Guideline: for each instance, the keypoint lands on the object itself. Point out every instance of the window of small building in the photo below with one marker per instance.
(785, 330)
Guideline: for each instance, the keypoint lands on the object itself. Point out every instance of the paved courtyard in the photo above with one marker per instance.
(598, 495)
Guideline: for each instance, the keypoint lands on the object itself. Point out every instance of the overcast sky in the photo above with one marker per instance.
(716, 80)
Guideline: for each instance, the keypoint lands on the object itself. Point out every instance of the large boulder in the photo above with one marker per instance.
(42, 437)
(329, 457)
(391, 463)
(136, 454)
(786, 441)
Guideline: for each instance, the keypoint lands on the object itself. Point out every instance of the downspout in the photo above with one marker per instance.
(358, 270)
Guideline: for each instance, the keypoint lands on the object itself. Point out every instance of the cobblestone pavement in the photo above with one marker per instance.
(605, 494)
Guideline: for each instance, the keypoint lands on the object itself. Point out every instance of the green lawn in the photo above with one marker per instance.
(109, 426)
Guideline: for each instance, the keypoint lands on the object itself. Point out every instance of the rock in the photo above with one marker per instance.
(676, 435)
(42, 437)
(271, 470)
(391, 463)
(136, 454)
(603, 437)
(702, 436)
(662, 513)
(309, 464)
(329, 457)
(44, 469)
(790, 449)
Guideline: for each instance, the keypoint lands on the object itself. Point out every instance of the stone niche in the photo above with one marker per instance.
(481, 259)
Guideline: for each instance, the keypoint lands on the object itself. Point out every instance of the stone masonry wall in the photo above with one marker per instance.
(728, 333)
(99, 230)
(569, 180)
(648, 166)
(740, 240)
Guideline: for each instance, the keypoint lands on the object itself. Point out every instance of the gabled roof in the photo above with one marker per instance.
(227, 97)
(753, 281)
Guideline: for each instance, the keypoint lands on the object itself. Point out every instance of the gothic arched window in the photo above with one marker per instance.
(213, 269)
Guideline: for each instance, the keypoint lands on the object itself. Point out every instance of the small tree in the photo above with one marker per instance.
......
• [Short problem]: Write out the entries above word for word.

• [Solution]:
Guideline: for each instance, the keypoint lands on the object itself. Point out every instance of the window of small building in the photo below with one marker per instance.
(785, 330)
Guideline: for each instance, the keypoint lands on the object itself. Point out every instance of the paved courtyard in the photo above with one marker per instance.
(598, 495)
Guideline: for each instance, the keypoint lands on the object itself. Point out every instance of the overcast sky in the photo above with one marker per instance.
(716, 80)
Guideline: for each instance, the keypoint lands on the object itself. Point out every instance of the large boulder in the photo above with one marker per instance.
(42, 437)
(329, 457)
(391, 463)
(136, 454)
(786, 441)
Guideline: for each instance, the keypoint lands on the object itself. Point out every instance of the downspout in the photo above with one marker per instance.
(358, 270)
Guideline: for each instance, the keypoint lands on the object itself. Point out every instance of the cobblestone pavement in the photo above with one marker per instance.
(605, 494)
Guideline: for each instance, the keypoint lands on the object itself. Point out every instance of the green lawn in the photo above with one marker per instance.
(109, 426)
Guideline: for each instance, the keypoint lands on the object itself. Point out every instance of the rock in the photo above with one marker per instance.
(676, 435)
(42, 437)
(271, 470)
(391, 463)
(136, 454)
(603, 437)
(702, 436)
(662, 513)
(309, 464)
(329, 457)
(44, 469)
(790, 449)
Guideline: for each instance, the keypoint lands on the object itself. Point out every instance of the stone niche in the photo above with one marker per instance.
(481, 259)
Guideline: for each instance, the keypoint lands on the object itself. Point out every instance of the stone masonry wall in the photo above with one marker per instance.
(728, 333)
(99, 230)
(569, 180)
(648, 166)
(740, 240)
Guideline: for each instance, the keypoint lands on the object itself. Point out every instance of the gabled roof in the photo above with one marker per instance.
(227, 97)
(753, 281)
Guideline: for each instance, the keypoint lands on the object itself. Point out every instance of the gothic arched window in the photo above with one marker per instance.
(213, 269)
Guideline: for each instance, the keypoint lands on the object itself. Point out every instance of the small tree in the photo above with one marker per instance.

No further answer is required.